DOCUMENT TEXT |

= = = =

Fife Council has said it is “reasonably well prepared” should a second wave of coronavirus hit the region.
Chief executive Steve Grimmond said plans were in place to deal with any future outbreaks and that localised lockdowns were more likely than the widespread measures taken previously.
Mr Grimmond revealed lessons had been learned over the past five months and he was confident services and staff would cope with any resurgence.
Addressing councillors at a full Fife Council meeting, he said: “We have plans in place should there be a second wave of the pandemic or if there are localised outbreaks as we have seen in Aberdeen, the Borders and Lanarkshire.
“We have considered the need for us to be able to, if necessary, close services or indeed make wider arrangements in Fife to reimpose any element of lockdown.
“We are reasonably well prepared for that.
“We will continue to be led by the public health response to covid and any intelligence that suggests we might need to take additional action.”
Contingency plans are also in place to revert to blended learning should schools need to close, while health and social care chiefs have insisted they have sufficient stock of PPE to see them through.

= = = =

RECORDS SUPPLIED |
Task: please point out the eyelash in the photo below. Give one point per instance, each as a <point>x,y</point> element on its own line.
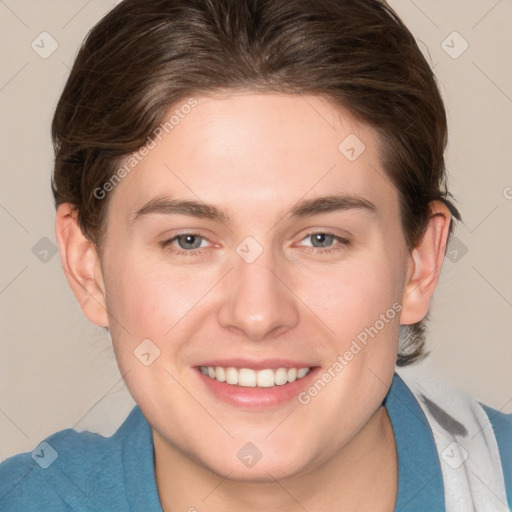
<point>315,250</point>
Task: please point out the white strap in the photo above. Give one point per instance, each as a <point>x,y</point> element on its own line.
<point>466,445</point>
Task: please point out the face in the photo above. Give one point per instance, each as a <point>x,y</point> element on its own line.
<point>252,237</point>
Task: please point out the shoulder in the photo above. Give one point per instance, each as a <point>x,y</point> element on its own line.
<point>478,436</point>
<point>501,424</point>
<point>62,471</point>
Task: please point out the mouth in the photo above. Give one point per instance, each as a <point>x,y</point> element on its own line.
<point>247,377</point>
<point>265,386</point>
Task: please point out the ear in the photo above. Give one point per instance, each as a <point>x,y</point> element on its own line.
<point>81,265</point>
<point>425,263</point>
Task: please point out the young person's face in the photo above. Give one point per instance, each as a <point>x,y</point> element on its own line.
<point>258,290</point>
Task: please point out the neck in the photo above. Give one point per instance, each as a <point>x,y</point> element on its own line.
<point>363,475</point>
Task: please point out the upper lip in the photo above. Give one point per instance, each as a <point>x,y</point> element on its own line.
<point>261,364</point>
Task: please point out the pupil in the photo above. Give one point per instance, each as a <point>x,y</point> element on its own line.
<point>189,239</point>
<point>322,239</point>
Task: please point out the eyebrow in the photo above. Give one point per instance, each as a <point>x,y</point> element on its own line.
<point>304,208</point>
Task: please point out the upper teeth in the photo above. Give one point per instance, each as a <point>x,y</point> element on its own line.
<point>252,378</point>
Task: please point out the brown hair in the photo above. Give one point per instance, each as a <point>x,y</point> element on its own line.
<point>144,56</point>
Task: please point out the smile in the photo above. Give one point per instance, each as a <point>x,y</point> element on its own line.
<point>245,377</point>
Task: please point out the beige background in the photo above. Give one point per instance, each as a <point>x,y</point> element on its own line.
<point>57,371</point>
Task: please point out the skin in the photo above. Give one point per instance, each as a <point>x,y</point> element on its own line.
<point>254,156</point>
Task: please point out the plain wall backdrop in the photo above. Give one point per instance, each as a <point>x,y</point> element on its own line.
<point>59,371</point>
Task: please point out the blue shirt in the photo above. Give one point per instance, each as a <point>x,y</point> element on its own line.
<point>72,471</point>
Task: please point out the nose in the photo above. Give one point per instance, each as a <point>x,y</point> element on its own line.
<point>258,302</point>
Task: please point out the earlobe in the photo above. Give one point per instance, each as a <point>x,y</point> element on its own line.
<point>425,263</point>
<point>81,265</point>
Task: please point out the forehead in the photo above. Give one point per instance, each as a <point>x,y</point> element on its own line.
<point>258,152</point>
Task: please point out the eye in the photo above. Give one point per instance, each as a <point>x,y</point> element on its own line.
<point>321,242</point>
<point>190,243</point>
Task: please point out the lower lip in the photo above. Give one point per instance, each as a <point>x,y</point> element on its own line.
<point>257,398</point>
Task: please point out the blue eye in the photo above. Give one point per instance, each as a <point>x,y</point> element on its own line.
<point>190,243</point>
<point>322,242</point>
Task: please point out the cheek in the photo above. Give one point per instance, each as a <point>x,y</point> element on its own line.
<point>150,297</point>
<point>352,296</point>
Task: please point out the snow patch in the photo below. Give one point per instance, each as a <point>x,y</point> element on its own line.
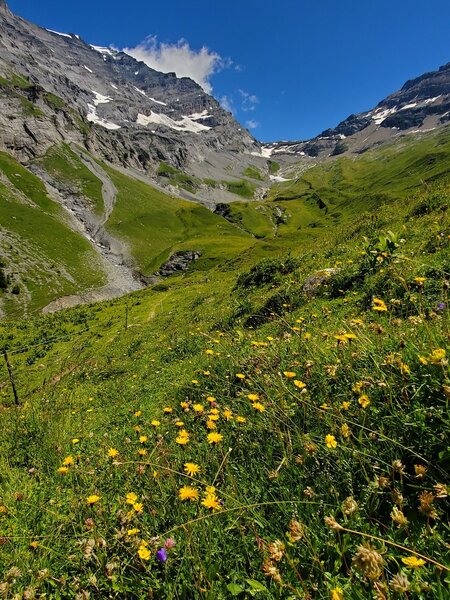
<point>185,124</point>
<point>100,98</point>
<point>93,117</point>
<point>61,34</point>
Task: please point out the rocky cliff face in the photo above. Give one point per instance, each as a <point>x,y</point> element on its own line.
<point>420,105</point>
<point>55,86</point>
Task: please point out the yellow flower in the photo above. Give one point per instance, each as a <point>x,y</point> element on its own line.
<point>337,594</point>
<point>130,498</point>
<point>299,384</point>
<point>379,305</point>
<point>191,469</point>
<point>92,499</point>
<point>188,493</point>
<point>144,552</point>
<point>330,441</point>
<point>413,562</point>
<point>364,400</point>
<point>211,502</point>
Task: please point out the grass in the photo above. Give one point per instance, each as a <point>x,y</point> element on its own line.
<point>332,419</point>
<point>67,168</point>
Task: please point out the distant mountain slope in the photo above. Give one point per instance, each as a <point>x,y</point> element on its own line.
<point>421,104</point>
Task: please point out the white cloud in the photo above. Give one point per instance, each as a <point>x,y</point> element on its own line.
<point>252,124</point>
<point>249,101</point>
<point>180,58</point>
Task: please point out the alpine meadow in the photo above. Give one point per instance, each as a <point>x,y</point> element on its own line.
<point>224,366</point>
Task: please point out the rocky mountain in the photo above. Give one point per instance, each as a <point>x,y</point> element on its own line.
<point>57,87</point>
<point>422,104</point>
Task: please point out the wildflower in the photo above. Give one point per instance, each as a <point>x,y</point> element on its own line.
<point>130,498</point>
<point>349,506</point>
<point>161,555</point>
<point>211,501</point>
<point>368,562</point>
<point>144,552</point>
<point>379,305</point>
<point>330,441</point>
<point>364,400</point>
<point>191,469</point>
<point>299,384</point>
<point>399,583</point>
<point>92,499</point>
<point>188,493</point>
<point>398,517</point>
<point>413,562</point>
<point>289,374</point>
<point>337,594</point>
<point>276,550</point>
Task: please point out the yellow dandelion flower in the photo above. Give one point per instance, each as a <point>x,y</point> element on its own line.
<point>130,498</point>
<point>191,469</point>
<point>92,499</point>
<point>413,562</point>
<point>364,400</point>
<point>187,493</point>
<point>330,441</point>
<point>379,305</point>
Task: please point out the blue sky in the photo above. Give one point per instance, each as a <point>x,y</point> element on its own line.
<point>288,68</point>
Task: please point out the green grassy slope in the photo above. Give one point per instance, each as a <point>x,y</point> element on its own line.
<point>47,259</point>
<point>332,487</point>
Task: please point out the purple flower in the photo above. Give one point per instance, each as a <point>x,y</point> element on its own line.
<point>161,555</point>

= = = =

REQUIRED WORK |
A. In the article on Fife Council's coronavirus preparations, which three places does the chief executive name as having seen localised outbreaks?
B. Continue the article on Fife Council's coronavirus preparations from its final sentence.

ANSWERS BELOW |
A. Aberdeen, the Borders and Lanarkshire.

B.
Head of education and children’s services Carrie Lindsay said schools were ready for the return of pupils on Wednesday but would cope if outbreaks of the virus were detected.
“We are confident we have measures in place to be able to support a blended model should we go back to that,” she said.
“We have received a large number of devices from the government to support that.
“We don’t expect to revert to the plans wholesale but we may have to look at individual schools.
“We feel we are in quite a good position and we are as agile as we can be.”
Fife Council leaders have previously said they are in unchartered territory as costs incurred by the coronavirus response soared to £86 million.
While funding has been found to fill a huge portion of the black hole, the local authority still has to find a further £19m.